Gather every line in the data below that contains the word "canopy".

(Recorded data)
+===+

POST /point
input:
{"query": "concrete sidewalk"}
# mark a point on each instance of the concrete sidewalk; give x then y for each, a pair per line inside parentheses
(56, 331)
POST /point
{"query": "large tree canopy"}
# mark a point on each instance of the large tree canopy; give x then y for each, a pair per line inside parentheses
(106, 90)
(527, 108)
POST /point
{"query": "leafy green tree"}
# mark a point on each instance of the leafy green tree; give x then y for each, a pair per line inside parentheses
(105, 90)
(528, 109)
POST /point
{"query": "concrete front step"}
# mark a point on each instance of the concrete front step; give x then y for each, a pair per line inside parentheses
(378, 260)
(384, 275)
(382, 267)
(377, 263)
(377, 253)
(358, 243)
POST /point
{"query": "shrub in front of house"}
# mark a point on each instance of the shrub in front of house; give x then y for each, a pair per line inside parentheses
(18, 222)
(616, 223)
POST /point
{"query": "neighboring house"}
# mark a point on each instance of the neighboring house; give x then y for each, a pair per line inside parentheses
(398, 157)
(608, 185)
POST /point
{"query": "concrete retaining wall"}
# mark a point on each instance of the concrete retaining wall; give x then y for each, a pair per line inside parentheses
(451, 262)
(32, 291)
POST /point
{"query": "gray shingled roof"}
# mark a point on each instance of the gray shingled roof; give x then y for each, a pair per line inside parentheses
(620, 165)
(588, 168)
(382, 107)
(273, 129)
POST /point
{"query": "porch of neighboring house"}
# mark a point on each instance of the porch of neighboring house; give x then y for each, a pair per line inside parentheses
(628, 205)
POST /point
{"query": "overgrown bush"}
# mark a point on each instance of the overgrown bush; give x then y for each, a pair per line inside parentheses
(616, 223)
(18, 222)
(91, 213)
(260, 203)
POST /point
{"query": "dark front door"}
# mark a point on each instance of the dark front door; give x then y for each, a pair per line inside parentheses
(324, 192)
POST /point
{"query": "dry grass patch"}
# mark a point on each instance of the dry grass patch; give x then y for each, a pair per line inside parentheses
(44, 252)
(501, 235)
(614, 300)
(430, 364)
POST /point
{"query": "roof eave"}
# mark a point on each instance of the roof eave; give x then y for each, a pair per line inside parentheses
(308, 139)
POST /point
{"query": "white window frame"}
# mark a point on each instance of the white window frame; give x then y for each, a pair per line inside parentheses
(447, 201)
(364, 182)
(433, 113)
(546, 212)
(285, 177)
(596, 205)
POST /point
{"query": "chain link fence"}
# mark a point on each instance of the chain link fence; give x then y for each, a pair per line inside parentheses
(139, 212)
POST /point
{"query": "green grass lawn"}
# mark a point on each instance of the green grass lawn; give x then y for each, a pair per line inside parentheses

+===+

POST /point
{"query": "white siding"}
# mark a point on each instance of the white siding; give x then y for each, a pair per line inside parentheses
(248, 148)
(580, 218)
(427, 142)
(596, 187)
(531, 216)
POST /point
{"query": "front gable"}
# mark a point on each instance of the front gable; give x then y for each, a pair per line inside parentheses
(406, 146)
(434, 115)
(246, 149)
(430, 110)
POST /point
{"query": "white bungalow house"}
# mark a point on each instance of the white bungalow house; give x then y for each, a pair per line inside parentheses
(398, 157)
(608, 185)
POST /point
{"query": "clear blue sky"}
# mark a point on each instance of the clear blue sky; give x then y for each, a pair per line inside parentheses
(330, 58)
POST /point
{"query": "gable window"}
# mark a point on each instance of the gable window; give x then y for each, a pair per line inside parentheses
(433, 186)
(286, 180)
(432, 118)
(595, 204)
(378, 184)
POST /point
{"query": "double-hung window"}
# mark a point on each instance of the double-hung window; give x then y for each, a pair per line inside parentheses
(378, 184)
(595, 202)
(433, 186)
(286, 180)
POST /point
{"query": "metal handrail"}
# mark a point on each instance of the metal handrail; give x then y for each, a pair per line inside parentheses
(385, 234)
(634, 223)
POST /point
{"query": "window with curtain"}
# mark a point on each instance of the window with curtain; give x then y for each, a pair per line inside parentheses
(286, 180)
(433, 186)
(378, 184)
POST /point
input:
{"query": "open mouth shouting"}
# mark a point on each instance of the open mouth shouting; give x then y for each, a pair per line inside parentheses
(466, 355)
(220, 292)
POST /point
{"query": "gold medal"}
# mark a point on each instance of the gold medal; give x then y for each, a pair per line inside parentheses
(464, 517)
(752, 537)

+===+

→ **RESPONSE**
{"query": "large tree canopy"}
# mark a point on each instance of the large tree canopy; give x then y for each, a pair per line inside parentheses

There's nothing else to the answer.